## Given problem
Count the lines in the rows below that contain the word "target", and reply with the number alone.

## Material to process
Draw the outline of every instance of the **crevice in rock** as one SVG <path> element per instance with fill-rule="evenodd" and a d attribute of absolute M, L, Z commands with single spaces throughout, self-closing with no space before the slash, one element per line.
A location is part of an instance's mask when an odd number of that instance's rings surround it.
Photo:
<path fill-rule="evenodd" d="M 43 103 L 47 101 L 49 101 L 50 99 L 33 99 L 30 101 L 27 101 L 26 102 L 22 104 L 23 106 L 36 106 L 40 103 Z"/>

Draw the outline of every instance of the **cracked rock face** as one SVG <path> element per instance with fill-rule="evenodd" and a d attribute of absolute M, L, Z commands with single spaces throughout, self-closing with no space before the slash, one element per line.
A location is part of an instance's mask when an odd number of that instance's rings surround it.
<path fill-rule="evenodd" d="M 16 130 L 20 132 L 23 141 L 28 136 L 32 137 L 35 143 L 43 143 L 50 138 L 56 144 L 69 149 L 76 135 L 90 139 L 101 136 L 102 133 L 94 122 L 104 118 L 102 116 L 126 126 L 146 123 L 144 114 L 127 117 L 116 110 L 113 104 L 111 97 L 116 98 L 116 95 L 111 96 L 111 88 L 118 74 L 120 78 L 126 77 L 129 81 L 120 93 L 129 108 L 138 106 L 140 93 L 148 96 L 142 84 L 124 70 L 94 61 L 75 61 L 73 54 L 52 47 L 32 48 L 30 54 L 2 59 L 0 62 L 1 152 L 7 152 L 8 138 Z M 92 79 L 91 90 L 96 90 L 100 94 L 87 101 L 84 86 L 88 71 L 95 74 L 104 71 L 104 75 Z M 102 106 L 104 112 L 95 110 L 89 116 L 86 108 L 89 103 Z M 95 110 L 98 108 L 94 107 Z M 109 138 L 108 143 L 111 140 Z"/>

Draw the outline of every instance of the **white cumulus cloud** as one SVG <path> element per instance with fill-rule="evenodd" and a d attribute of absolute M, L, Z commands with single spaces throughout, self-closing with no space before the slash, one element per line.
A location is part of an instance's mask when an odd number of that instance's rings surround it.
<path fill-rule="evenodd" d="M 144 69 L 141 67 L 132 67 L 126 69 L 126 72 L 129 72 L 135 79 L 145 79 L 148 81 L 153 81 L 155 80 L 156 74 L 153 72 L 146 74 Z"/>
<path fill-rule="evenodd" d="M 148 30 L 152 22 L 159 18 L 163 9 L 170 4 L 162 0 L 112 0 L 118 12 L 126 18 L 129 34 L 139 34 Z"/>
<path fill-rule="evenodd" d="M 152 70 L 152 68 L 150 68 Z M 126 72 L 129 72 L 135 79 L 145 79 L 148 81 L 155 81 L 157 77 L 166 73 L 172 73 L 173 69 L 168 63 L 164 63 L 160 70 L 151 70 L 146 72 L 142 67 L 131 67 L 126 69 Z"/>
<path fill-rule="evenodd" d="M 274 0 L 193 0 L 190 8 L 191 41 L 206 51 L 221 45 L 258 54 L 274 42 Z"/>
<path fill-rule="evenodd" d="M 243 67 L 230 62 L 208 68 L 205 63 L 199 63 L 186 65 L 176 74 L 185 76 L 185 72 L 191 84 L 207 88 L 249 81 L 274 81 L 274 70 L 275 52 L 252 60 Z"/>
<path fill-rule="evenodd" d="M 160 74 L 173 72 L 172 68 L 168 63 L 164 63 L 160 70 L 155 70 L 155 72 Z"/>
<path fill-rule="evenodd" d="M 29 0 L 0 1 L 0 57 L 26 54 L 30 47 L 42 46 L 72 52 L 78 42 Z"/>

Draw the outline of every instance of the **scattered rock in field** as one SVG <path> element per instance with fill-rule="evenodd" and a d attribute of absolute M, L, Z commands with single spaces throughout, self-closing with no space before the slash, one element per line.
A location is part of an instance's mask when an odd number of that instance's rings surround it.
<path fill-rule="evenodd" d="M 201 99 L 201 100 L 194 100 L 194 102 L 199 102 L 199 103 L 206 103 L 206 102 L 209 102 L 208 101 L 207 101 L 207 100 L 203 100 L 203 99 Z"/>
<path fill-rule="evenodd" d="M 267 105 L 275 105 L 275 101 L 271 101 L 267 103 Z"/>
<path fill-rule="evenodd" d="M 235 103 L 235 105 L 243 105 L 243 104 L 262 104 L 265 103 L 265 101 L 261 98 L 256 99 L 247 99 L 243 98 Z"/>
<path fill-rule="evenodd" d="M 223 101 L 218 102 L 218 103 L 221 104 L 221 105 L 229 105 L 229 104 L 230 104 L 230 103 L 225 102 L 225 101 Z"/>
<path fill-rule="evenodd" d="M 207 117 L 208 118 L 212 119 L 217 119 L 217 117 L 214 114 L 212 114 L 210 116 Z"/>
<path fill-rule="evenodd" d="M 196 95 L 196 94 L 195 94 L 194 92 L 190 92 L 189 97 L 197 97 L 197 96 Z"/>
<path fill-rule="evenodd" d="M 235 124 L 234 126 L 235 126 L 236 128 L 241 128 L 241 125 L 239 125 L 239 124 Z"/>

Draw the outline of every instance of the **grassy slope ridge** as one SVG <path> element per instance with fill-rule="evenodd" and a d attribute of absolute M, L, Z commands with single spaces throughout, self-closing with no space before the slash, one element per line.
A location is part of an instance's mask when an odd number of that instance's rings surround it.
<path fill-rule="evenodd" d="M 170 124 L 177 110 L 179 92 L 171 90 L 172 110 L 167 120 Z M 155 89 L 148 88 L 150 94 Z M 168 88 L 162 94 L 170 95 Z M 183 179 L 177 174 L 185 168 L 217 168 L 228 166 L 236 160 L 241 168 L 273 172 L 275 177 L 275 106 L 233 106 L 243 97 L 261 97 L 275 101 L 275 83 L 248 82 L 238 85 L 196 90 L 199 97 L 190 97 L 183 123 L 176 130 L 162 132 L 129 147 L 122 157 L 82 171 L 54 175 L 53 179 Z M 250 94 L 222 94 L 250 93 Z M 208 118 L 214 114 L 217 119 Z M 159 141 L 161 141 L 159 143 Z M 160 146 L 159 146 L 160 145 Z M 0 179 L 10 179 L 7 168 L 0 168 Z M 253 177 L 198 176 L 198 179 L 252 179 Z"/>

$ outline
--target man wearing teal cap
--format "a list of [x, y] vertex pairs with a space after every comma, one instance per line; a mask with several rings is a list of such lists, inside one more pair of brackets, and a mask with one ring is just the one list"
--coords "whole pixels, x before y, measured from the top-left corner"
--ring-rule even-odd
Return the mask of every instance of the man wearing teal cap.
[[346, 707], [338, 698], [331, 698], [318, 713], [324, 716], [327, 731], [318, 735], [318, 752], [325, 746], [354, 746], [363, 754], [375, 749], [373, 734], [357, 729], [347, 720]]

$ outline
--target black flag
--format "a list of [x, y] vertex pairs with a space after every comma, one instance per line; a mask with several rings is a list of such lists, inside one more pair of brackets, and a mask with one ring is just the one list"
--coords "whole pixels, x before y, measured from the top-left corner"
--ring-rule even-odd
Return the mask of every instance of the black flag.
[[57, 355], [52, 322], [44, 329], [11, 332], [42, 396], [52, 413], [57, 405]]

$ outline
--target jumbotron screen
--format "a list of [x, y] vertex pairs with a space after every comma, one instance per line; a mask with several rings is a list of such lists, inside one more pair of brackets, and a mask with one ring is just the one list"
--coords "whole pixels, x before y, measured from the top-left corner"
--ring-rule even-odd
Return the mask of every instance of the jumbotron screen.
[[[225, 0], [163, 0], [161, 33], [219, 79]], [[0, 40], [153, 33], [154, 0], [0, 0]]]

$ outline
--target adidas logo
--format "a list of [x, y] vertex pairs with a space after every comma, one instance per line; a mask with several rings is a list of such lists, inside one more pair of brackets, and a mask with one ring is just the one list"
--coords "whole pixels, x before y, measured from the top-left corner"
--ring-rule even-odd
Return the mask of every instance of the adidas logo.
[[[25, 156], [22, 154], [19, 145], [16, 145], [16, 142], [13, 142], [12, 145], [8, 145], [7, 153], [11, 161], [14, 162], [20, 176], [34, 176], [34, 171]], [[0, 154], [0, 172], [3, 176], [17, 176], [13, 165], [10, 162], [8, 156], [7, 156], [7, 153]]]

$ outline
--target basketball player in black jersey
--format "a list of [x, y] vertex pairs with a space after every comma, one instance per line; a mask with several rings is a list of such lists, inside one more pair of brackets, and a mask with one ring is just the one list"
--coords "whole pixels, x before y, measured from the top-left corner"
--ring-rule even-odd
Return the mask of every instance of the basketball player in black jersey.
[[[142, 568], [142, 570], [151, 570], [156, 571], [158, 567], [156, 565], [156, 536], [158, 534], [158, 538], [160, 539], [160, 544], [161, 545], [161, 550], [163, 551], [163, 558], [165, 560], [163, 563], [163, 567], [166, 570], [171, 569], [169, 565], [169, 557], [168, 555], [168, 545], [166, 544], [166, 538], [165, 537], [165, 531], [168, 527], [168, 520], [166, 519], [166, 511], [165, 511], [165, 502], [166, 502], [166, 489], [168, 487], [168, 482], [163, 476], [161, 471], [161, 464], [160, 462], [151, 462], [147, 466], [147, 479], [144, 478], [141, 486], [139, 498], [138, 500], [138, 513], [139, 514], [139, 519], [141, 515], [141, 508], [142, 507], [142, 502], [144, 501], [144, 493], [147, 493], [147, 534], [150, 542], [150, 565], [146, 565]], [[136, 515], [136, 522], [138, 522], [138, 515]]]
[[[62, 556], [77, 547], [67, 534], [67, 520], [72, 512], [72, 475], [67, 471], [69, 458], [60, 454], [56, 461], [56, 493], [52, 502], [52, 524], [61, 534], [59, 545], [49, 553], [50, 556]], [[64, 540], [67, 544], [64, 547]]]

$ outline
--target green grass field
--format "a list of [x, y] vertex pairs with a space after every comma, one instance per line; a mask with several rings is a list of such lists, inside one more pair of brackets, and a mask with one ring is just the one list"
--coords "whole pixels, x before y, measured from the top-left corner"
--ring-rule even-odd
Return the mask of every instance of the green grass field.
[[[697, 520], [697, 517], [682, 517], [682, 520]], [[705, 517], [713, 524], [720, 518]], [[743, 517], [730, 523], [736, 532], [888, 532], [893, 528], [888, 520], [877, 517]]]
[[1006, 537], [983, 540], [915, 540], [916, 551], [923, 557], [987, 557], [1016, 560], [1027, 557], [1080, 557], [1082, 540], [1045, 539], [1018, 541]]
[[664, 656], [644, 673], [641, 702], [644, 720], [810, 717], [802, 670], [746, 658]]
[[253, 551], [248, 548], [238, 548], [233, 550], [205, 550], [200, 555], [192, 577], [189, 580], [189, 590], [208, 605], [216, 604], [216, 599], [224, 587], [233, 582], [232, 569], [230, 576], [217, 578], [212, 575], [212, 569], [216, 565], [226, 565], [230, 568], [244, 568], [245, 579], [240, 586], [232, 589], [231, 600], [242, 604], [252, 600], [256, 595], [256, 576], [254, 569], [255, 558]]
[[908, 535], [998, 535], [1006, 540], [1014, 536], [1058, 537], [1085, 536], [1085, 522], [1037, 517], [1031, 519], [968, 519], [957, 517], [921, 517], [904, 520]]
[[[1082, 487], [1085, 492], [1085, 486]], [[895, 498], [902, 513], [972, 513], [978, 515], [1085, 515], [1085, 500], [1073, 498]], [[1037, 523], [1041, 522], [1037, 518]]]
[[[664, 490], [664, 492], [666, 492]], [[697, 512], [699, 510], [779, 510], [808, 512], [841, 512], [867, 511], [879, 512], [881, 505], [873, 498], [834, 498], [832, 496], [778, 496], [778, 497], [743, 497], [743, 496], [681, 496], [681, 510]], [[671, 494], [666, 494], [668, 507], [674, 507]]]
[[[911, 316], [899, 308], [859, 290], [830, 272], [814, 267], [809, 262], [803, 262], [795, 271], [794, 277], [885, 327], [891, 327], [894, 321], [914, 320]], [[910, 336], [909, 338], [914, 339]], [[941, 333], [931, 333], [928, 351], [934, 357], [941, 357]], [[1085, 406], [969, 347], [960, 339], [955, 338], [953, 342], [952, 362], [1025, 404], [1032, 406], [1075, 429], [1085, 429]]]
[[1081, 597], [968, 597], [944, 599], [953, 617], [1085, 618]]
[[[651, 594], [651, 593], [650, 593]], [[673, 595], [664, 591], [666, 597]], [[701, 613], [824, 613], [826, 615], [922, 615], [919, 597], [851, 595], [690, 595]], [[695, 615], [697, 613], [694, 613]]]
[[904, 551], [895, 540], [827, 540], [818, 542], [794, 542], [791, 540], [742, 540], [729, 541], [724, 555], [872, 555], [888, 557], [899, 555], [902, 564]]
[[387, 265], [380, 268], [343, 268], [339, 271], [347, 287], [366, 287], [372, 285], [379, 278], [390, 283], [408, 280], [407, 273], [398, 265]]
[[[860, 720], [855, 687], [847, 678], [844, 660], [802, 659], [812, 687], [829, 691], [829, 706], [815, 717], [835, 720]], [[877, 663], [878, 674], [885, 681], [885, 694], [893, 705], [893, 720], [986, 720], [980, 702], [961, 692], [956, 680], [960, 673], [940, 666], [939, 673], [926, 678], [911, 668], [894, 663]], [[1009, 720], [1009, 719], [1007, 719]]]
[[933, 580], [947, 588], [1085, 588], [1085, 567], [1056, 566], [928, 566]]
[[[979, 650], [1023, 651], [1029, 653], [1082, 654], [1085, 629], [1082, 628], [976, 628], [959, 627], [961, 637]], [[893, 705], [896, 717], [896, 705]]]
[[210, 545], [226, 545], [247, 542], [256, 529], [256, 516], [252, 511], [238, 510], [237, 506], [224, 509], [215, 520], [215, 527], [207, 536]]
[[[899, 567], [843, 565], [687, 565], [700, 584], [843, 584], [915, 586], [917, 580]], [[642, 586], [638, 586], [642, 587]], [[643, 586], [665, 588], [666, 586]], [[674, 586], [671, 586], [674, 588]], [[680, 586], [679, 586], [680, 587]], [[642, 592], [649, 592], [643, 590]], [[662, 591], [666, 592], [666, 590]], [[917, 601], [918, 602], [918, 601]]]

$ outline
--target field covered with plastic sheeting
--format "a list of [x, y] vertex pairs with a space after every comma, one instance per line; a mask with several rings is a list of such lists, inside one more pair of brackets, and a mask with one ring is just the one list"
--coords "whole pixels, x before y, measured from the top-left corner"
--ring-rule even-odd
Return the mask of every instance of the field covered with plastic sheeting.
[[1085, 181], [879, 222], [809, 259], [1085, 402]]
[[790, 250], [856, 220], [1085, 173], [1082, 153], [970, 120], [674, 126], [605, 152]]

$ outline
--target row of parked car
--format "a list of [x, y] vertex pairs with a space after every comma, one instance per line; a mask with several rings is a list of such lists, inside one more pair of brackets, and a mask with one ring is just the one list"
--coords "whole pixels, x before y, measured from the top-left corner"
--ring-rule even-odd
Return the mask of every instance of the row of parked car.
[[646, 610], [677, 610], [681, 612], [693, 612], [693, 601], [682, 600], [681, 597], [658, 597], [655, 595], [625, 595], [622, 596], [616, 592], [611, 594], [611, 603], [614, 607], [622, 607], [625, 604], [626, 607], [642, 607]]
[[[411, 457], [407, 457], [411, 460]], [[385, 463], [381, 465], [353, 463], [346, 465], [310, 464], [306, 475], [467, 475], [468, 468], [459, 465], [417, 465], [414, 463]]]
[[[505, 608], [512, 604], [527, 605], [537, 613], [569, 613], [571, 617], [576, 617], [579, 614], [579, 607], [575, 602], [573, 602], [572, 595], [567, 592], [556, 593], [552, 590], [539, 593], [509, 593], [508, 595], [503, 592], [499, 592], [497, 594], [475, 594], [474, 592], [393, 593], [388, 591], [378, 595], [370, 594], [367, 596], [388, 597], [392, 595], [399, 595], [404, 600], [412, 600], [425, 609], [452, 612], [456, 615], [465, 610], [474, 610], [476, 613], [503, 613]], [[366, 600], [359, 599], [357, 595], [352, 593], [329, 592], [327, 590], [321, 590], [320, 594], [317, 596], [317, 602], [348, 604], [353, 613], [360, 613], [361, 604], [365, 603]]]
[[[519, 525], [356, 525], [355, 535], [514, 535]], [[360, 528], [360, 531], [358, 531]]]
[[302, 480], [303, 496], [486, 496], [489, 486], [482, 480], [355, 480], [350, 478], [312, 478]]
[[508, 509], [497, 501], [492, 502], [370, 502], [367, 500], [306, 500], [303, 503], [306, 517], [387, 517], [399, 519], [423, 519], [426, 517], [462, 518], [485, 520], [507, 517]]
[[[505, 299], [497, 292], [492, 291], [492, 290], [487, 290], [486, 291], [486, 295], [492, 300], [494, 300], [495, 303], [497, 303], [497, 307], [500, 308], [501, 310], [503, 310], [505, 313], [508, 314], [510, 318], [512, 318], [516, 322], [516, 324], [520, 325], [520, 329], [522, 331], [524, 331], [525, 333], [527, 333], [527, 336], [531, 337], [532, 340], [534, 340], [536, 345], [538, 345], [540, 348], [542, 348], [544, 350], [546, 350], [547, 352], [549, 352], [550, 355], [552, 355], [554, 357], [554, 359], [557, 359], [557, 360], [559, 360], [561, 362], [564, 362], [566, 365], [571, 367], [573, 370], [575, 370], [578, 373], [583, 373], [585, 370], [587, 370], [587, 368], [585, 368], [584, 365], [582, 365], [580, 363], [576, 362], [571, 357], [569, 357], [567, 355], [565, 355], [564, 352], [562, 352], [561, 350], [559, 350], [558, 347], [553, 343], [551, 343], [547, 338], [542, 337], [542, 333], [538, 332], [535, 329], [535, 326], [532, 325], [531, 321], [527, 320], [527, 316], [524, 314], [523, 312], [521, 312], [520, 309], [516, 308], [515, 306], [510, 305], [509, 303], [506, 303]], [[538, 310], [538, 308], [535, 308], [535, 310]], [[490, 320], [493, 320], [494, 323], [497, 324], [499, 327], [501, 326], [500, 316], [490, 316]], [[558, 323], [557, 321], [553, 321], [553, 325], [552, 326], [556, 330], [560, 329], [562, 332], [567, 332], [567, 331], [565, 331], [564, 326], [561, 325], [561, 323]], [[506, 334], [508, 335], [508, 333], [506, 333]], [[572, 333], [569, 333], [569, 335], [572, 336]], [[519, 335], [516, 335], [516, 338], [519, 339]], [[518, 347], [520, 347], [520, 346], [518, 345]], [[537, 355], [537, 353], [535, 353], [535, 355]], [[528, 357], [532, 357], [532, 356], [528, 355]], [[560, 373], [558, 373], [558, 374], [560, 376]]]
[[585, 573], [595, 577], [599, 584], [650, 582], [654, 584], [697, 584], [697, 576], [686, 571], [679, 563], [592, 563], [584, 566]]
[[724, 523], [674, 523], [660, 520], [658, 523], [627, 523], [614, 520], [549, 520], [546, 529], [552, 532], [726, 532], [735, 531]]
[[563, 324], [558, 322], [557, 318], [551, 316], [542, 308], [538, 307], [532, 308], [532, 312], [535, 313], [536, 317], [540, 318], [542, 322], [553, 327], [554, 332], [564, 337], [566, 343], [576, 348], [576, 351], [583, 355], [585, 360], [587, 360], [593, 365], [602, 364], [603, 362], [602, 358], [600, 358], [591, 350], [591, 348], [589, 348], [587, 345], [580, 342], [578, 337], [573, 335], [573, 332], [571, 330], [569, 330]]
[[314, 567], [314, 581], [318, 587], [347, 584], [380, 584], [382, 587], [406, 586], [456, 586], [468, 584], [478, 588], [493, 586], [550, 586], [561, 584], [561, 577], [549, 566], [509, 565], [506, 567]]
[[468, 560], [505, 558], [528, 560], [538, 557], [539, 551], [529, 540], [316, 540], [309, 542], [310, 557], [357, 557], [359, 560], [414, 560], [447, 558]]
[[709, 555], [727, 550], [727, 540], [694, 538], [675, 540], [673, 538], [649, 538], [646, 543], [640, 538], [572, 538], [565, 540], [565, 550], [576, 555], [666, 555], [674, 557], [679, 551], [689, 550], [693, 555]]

## Exercise output
8